=== Dataset content ===

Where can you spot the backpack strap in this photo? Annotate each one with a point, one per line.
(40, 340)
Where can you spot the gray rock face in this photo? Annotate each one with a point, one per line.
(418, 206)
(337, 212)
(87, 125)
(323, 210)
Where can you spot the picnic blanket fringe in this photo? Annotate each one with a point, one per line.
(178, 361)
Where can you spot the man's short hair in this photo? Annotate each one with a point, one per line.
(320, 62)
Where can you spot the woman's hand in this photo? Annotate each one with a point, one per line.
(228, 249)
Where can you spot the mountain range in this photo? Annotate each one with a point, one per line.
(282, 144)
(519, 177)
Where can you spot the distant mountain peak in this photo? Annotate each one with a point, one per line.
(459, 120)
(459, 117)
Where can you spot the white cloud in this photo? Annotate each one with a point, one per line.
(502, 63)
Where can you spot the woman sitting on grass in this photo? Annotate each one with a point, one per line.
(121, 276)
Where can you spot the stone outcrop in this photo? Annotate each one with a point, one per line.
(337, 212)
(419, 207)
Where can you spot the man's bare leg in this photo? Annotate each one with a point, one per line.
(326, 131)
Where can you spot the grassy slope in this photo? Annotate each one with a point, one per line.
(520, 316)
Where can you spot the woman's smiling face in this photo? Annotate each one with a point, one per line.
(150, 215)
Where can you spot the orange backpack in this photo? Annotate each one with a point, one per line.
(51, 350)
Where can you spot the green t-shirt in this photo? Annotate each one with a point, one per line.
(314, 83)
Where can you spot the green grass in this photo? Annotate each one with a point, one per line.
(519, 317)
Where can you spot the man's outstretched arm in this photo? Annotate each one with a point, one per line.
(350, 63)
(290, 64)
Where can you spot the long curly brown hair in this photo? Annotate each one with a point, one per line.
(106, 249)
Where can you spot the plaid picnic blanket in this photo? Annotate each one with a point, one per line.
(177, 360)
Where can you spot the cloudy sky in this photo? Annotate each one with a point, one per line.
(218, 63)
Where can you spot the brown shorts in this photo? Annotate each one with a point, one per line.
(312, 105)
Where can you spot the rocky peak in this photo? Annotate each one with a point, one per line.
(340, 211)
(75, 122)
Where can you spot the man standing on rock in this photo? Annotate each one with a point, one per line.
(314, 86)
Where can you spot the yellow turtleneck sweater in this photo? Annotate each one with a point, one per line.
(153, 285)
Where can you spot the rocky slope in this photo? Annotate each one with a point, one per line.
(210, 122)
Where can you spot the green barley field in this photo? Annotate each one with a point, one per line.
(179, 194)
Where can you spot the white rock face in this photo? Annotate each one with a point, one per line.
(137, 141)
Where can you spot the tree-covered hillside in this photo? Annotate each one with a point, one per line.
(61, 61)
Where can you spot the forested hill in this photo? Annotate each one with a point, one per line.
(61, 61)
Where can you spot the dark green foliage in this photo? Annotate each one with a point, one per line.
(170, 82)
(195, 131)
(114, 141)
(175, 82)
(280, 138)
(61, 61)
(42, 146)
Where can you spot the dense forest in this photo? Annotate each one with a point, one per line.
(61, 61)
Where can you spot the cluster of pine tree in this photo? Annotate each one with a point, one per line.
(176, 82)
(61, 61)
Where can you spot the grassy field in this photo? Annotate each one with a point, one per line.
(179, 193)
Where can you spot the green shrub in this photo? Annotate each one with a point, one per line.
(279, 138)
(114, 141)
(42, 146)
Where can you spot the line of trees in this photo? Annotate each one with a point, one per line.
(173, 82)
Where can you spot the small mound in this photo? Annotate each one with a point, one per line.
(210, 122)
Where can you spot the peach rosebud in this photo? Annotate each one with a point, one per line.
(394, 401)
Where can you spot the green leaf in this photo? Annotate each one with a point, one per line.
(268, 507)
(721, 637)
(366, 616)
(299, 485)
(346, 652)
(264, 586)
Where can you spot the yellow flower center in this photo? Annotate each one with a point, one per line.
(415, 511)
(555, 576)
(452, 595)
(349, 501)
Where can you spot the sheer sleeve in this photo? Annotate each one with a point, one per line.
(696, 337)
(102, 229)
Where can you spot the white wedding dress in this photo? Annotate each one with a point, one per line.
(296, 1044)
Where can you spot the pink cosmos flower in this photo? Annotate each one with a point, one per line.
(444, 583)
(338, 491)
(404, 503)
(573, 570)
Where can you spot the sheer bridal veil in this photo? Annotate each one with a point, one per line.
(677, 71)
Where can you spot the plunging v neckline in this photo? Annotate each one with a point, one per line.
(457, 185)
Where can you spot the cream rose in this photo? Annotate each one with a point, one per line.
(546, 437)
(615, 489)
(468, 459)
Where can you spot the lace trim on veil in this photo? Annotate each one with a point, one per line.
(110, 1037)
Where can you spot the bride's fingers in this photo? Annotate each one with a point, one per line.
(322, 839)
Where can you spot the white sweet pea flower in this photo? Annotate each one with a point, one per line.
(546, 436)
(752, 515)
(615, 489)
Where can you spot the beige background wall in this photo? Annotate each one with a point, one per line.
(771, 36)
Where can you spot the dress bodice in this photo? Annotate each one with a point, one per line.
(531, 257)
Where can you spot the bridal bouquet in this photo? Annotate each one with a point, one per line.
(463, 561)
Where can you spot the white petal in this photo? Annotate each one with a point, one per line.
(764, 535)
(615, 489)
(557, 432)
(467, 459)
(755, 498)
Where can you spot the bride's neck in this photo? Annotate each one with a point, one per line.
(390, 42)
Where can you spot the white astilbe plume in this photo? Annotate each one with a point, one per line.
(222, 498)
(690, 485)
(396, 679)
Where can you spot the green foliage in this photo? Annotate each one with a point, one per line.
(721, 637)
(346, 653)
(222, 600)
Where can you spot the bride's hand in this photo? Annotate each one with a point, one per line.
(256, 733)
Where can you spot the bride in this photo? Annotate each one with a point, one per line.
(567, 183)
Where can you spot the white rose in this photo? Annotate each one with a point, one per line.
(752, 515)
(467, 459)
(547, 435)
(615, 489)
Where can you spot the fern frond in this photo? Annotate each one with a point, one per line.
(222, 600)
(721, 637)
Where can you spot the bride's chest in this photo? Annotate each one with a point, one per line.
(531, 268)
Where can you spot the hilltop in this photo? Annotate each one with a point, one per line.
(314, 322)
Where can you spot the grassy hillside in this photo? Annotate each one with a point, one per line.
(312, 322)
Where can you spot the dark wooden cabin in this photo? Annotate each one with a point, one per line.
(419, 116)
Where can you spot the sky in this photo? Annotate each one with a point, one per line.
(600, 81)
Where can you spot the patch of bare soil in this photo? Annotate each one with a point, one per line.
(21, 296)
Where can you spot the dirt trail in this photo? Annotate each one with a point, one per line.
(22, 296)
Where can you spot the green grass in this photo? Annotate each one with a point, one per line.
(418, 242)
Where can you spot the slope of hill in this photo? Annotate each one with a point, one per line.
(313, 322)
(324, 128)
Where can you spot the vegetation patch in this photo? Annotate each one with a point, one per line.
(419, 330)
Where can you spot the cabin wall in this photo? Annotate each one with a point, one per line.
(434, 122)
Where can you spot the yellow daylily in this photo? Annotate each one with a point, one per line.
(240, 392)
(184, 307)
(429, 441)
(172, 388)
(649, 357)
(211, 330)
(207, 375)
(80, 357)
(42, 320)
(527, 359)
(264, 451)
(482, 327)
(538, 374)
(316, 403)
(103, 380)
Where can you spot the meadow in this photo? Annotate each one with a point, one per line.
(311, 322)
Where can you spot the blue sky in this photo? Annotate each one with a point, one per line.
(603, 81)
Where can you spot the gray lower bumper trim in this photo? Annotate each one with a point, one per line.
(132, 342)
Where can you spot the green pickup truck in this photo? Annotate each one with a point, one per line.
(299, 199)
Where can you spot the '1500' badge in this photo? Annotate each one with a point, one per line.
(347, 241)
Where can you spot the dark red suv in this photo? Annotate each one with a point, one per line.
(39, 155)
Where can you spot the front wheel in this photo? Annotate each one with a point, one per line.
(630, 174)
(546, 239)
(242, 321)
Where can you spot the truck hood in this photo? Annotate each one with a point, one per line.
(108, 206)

===

_What to work on_
Only the lines from the one with "Where can you spot the front" through the end of the listing should be output, exactly as they appear.

_Your response_
Where can you spot the front wheel in this photo? Annotate each one with a point, one per line.
(630, 174)
(546, 239)
(242, 321)
Where can you spot the truck hood in this photo? Annotate each one with a point, one per line.
(108, 206)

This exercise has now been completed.